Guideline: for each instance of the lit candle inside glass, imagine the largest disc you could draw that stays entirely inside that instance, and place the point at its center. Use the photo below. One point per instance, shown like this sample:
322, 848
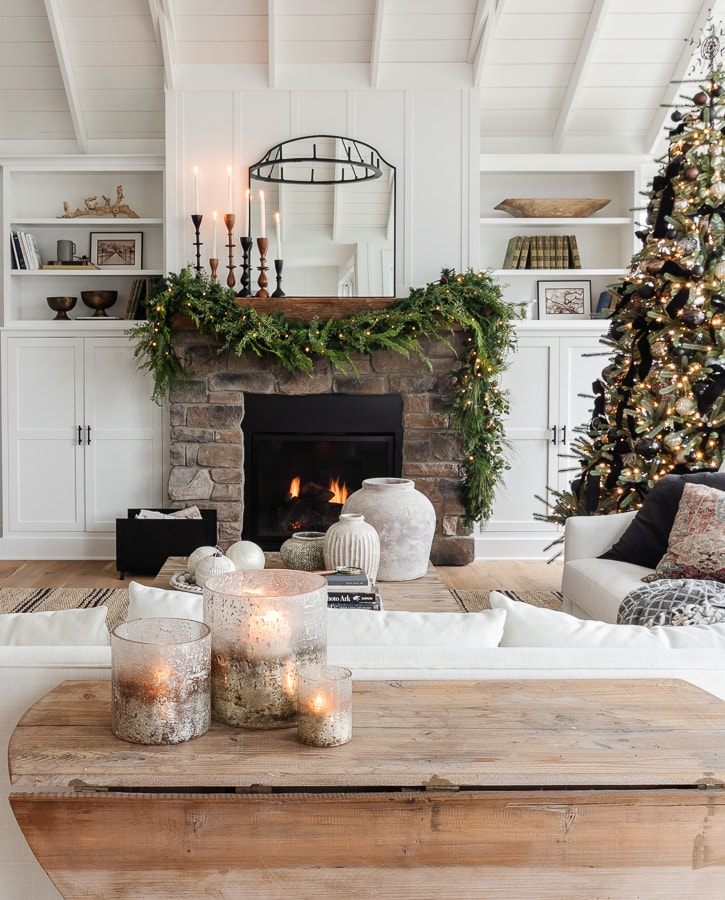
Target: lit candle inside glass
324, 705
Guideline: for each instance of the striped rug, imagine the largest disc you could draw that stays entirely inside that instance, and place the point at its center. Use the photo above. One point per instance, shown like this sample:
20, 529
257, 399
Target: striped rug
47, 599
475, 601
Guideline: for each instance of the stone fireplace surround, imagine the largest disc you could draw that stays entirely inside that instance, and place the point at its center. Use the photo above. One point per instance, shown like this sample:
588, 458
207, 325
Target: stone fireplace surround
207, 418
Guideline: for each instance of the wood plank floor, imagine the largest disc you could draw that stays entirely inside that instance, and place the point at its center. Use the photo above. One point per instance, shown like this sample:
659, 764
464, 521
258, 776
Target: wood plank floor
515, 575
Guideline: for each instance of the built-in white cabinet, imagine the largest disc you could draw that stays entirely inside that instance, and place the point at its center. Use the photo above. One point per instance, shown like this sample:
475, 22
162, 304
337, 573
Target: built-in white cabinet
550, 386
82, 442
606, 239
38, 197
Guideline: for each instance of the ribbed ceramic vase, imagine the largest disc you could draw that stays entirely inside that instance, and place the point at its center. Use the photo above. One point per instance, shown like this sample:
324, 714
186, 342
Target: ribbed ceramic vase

▶ What needs to be done: Lines holding the string "ribbed" are the answer; copy each one from the listing above.

▶ Answer box:
Guideline: for each instance of the ribbed ceramic vase, imagine the largest disc you could draw that stays entirely inside that instance, and place the point at its center. Use the photo above. One point per instance, shown like this sample:
Target: ribbed ceramic vase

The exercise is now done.